Complete the following
1. Please decide whether each statement below agrees with the insulator topper thread, answering yes or no for (a), (b) and (c) and quoting the words of the thread that settle it. (a) Rad put the topper on a piece of ash. (b) CAS14 asks how the topper is attached. (c) CAS14 thinks the stick would be of little use against a big dog.
2. In the insulator topper thread, which two animals does CAS14 name as possible attackers while hiking?
3. Continue the insulator topper thread from its final line.

Passage
# Insulator Topper



## Rad (Feb 19, 2013)

Here is a piece of Ash I installed with an Telegraph Insulator Topper -- very simple, something you could use around the yard!


----------



## CAS14 (Dec 28, 2012)

I like it. Also, it would make a pretty good "bonker" if attacked by a big dog or a bobcat while hiking.

How is it attached?

When you added insulator sections, I assume the sections screw together. Was it a challenge to "square" the stick ends, when such a stick isn't perfectly straight?

Nice work.

Oh, almost forgot, when they throw you in the hoosegow, you could get over the electric fence!


----------



## Rad (Feb 19, 2013)

CAS said:


> I like it. Also, it would make a pretty good "bonker" if attacked by a big dog or a bobcat while hiking.

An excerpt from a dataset

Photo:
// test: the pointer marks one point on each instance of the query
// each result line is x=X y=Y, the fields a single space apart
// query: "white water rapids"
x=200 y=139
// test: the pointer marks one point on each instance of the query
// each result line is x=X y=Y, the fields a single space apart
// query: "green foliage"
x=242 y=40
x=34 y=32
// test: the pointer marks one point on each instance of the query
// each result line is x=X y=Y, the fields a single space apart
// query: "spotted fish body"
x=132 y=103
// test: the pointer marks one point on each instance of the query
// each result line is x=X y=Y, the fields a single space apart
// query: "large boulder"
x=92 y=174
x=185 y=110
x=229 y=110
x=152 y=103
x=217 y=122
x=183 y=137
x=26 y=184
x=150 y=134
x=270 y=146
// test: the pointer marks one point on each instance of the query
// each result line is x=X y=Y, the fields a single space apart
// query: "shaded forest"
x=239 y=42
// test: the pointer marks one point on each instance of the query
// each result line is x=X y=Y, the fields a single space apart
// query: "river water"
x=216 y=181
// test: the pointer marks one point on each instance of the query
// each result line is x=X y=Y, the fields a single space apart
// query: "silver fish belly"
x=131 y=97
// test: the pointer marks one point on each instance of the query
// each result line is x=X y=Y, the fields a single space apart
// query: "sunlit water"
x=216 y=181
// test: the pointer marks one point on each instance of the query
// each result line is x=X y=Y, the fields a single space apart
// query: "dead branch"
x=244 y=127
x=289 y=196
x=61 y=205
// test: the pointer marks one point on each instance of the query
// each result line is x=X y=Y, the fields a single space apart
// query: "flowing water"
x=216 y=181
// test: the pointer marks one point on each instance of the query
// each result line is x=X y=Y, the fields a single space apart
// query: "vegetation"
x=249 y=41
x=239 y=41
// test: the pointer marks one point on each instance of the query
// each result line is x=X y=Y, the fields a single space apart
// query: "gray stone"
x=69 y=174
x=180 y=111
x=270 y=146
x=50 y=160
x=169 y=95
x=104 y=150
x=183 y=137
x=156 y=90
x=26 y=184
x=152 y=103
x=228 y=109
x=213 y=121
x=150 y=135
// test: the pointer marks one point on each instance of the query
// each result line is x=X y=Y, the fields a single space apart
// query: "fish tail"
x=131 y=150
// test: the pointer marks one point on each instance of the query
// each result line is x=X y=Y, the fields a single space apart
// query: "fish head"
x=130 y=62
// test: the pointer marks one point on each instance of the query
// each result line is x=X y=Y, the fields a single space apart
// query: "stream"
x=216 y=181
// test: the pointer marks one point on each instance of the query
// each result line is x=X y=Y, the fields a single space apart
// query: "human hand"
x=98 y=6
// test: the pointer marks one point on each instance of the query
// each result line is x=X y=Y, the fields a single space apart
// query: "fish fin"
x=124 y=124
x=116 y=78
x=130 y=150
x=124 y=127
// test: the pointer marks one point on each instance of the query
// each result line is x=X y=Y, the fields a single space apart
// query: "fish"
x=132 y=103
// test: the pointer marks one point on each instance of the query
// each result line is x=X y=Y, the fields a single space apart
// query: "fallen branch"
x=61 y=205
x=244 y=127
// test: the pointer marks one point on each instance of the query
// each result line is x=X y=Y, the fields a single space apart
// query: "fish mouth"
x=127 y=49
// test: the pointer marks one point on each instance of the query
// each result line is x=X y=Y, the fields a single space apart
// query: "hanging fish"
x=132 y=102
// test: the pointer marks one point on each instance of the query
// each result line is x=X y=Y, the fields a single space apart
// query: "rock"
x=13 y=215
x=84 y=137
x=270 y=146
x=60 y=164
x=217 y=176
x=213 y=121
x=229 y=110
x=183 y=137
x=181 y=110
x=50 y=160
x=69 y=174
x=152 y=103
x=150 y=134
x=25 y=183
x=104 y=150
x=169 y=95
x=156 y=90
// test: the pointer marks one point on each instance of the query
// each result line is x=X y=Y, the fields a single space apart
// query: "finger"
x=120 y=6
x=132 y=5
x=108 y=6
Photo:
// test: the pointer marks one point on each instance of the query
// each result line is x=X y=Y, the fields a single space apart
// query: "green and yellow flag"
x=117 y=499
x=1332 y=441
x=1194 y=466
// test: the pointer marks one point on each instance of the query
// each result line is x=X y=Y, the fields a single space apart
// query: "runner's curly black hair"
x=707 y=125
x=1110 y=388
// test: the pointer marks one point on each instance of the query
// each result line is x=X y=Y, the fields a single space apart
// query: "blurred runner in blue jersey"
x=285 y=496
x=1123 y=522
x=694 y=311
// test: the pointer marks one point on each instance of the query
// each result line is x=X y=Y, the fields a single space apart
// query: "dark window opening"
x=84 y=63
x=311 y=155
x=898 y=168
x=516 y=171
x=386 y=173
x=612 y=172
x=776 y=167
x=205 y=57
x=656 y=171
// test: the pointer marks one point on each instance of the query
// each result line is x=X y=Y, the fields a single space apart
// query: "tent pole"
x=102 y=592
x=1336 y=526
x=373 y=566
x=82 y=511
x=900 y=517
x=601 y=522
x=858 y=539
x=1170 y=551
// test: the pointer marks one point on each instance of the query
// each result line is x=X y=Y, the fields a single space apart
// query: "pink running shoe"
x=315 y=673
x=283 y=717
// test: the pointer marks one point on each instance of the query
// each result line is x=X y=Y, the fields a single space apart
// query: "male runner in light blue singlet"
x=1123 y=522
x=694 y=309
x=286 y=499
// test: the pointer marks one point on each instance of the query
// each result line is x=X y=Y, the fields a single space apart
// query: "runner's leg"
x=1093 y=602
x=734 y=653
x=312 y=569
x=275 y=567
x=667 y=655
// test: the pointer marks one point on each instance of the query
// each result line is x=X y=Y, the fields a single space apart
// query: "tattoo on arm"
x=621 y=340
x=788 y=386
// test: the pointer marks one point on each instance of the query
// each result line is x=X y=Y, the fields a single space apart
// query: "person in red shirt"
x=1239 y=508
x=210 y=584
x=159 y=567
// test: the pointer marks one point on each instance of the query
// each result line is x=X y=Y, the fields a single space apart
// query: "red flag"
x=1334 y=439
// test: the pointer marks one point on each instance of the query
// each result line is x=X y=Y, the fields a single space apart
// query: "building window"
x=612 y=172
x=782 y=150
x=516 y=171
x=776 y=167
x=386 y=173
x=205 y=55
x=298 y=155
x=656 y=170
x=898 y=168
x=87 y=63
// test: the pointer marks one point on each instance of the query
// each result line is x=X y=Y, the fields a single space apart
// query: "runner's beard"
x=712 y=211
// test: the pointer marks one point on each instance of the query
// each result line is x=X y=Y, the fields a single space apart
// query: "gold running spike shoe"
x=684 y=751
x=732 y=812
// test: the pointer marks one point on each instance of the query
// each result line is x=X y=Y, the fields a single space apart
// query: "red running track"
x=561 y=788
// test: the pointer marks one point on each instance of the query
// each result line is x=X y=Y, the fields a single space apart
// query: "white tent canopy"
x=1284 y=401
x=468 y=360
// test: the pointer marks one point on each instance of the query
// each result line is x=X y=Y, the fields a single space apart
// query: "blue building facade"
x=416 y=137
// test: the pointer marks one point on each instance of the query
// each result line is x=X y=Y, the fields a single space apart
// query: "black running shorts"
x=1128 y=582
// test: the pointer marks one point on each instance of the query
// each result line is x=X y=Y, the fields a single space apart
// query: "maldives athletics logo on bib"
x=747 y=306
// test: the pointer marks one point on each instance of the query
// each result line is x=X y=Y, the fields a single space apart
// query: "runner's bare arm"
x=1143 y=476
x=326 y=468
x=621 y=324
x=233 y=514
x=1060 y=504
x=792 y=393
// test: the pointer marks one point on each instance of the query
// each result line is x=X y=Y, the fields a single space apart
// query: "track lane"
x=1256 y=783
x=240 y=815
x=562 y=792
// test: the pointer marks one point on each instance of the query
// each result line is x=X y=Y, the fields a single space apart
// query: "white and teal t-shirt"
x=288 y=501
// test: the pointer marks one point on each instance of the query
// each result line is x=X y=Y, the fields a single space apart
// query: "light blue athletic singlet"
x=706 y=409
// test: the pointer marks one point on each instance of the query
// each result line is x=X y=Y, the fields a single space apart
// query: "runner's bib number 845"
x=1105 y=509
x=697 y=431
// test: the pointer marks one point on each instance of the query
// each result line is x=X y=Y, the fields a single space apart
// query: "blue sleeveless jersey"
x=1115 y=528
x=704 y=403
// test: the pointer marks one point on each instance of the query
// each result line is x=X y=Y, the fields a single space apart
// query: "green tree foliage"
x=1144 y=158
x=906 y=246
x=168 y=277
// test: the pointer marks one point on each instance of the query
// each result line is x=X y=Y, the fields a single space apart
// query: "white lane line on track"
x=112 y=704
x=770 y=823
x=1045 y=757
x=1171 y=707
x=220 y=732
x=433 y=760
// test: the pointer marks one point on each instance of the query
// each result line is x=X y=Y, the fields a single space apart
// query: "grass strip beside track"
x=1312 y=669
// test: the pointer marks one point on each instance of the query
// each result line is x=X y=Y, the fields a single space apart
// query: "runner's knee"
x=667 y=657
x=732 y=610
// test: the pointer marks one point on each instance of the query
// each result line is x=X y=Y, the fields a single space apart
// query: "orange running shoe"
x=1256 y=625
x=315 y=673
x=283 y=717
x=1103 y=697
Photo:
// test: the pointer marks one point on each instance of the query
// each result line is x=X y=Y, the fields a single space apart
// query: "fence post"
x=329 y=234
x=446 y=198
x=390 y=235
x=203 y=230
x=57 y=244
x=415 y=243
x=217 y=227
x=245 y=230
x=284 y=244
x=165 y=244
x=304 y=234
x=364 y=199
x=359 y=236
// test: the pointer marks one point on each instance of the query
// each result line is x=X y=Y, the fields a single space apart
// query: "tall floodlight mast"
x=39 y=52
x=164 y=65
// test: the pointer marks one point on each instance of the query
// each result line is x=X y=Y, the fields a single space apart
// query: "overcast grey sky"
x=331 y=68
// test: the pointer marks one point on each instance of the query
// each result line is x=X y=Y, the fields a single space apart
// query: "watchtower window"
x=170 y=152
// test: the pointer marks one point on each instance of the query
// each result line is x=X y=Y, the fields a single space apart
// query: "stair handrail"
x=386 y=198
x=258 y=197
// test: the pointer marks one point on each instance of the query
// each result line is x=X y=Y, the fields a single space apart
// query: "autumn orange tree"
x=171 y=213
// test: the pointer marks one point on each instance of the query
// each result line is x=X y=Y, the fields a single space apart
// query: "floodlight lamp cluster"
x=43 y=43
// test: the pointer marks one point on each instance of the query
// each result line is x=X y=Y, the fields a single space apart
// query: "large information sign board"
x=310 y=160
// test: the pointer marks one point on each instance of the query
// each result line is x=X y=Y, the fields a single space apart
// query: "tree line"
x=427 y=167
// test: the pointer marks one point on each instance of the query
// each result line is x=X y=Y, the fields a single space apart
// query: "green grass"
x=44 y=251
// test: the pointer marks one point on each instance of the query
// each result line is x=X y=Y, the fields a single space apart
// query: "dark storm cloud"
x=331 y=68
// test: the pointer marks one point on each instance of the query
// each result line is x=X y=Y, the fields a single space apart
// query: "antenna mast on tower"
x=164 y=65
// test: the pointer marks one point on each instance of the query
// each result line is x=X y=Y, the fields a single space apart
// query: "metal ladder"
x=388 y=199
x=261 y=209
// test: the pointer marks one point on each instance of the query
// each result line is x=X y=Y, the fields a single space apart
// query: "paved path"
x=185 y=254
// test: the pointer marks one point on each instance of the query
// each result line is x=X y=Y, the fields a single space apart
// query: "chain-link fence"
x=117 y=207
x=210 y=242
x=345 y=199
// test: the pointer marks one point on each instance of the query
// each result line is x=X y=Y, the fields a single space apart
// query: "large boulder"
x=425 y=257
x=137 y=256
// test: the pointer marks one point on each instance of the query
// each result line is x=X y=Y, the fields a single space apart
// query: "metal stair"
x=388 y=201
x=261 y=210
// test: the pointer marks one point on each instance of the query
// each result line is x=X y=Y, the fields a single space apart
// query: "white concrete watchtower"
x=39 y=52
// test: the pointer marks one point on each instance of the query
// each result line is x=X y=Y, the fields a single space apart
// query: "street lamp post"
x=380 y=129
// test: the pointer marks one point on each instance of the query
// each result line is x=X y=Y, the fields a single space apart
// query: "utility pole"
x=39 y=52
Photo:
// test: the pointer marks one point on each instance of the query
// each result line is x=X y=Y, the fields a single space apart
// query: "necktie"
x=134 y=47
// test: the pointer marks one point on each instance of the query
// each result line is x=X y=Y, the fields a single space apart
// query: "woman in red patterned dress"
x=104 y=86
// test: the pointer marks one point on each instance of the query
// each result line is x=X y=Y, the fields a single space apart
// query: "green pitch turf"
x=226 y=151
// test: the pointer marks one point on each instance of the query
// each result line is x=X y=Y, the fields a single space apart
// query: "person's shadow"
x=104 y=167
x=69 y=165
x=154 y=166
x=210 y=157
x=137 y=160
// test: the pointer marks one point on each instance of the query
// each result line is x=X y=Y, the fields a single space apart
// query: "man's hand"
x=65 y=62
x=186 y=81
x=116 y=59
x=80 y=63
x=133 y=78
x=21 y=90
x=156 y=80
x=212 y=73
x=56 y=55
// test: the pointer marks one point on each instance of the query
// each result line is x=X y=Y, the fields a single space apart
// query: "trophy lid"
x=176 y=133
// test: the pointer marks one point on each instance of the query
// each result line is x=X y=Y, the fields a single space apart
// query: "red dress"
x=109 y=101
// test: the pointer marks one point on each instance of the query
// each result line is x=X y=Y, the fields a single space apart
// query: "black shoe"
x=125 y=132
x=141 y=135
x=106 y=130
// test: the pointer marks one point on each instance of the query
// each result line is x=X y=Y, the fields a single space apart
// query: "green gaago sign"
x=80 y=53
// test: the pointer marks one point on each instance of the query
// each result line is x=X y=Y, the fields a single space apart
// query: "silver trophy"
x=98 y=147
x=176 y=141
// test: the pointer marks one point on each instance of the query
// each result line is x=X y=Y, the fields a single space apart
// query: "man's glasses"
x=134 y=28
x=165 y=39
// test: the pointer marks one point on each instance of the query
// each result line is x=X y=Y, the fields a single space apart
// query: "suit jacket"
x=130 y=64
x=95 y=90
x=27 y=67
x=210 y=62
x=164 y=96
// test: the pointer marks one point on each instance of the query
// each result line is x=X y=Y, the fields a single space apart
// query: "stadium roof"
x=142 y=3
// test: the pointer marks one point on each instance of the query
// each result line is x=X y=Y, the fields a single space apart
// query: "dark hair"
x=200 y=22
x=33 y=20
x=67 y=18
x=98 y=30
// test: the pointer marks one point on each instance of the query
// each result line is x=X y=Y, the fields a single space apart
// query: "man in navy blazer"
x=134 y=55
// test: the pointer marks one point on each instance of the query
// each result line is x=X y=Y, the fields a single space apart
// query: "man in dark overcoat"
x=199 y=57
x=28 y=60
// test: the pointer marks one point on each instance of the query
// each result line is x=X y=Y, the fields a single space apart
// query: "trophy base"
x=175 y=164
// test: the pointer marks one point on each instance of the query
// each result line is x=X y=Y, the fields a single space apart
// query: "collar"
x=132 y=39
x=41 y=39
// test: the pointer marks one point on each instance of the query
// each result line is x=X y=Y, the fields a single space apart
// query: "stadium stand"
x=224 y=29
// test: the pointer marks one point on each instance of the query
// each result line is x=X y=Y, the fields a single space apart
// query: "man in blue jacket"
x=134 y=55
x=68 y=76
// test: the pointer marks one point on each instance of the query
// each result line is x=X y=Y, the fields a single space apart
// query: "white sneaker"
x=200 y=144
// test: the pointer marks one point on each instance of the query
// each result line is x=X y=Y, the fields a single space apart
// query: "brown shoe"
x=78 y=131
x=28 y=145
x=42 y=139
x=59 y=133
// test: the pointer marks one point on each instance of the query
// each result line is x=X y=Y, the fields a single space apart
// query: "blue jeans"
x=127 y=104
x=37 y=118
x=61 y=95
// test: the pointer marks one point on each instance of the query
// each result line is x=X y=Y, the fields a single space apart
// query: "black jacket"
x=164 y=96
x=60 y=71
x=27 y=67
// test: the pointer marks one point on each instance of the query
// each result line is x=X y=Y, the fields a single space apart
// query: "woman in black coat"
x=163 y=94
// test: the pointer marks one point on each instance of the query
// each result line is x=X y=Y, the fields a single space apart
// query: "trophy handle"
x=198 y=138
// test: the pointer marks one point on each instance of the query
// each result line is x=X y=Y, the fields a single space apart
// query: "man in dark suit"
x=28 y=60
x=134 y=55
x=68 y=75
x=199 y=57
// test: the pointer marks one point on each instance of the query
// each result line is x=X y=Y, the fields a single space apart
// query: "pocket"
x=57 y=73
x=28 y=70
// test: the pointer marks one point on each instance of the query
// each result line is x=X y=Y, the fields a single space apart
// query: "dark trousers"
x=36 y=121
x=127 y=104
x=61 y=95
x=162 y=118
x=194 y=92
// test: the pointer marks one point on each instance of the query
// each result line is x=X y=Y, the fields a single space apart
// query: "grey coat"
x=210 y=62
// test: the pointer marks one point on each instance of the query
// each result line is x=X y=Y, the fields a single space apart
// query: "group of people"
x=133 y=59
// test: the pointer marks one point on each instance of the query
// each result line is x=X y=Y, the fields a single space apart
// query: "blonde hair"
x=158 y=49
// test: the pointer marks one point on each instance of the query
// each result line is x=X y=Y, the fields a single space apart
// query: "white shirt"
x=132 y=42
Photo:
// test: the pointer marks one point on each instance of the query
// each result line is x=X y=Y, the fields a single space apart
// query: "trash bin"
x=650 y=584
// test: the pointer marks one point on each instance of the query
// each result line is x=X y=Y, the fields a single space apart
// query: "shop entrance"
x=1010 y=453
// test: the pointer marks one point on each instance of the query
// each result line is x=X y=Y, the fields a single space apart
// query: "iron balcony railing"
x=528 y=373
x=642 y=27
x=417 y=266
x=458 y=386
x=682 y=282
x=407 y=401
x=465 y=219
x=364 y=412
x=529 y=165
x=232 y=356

Answers below
1.
(a) Yes: "Here is a piece of Ash I installed with an Telegraph Insulator Topper"
(b) Yes: "How is it attached?"
(c) No: "it would make a pretty good "bonker" if attacked by a big dog or a bobcat while hiking."

2. A big dog or a bobcat.

3.
> 
> How is it attached?
> 
> ...


Thanks CAS! It's all stick except for the insulator at the top -- I made threads in the wood, screwed and epoxied.


----------



## Sean (Dec 29, 2012)

Cool, unique stick. Great idea on threading it onto the wood. I remember having some of those isulators when I was a kid and

remember them having glass threading inside the hole.


----------



## Rad (Feb 19, 2013)

Thanks Sean!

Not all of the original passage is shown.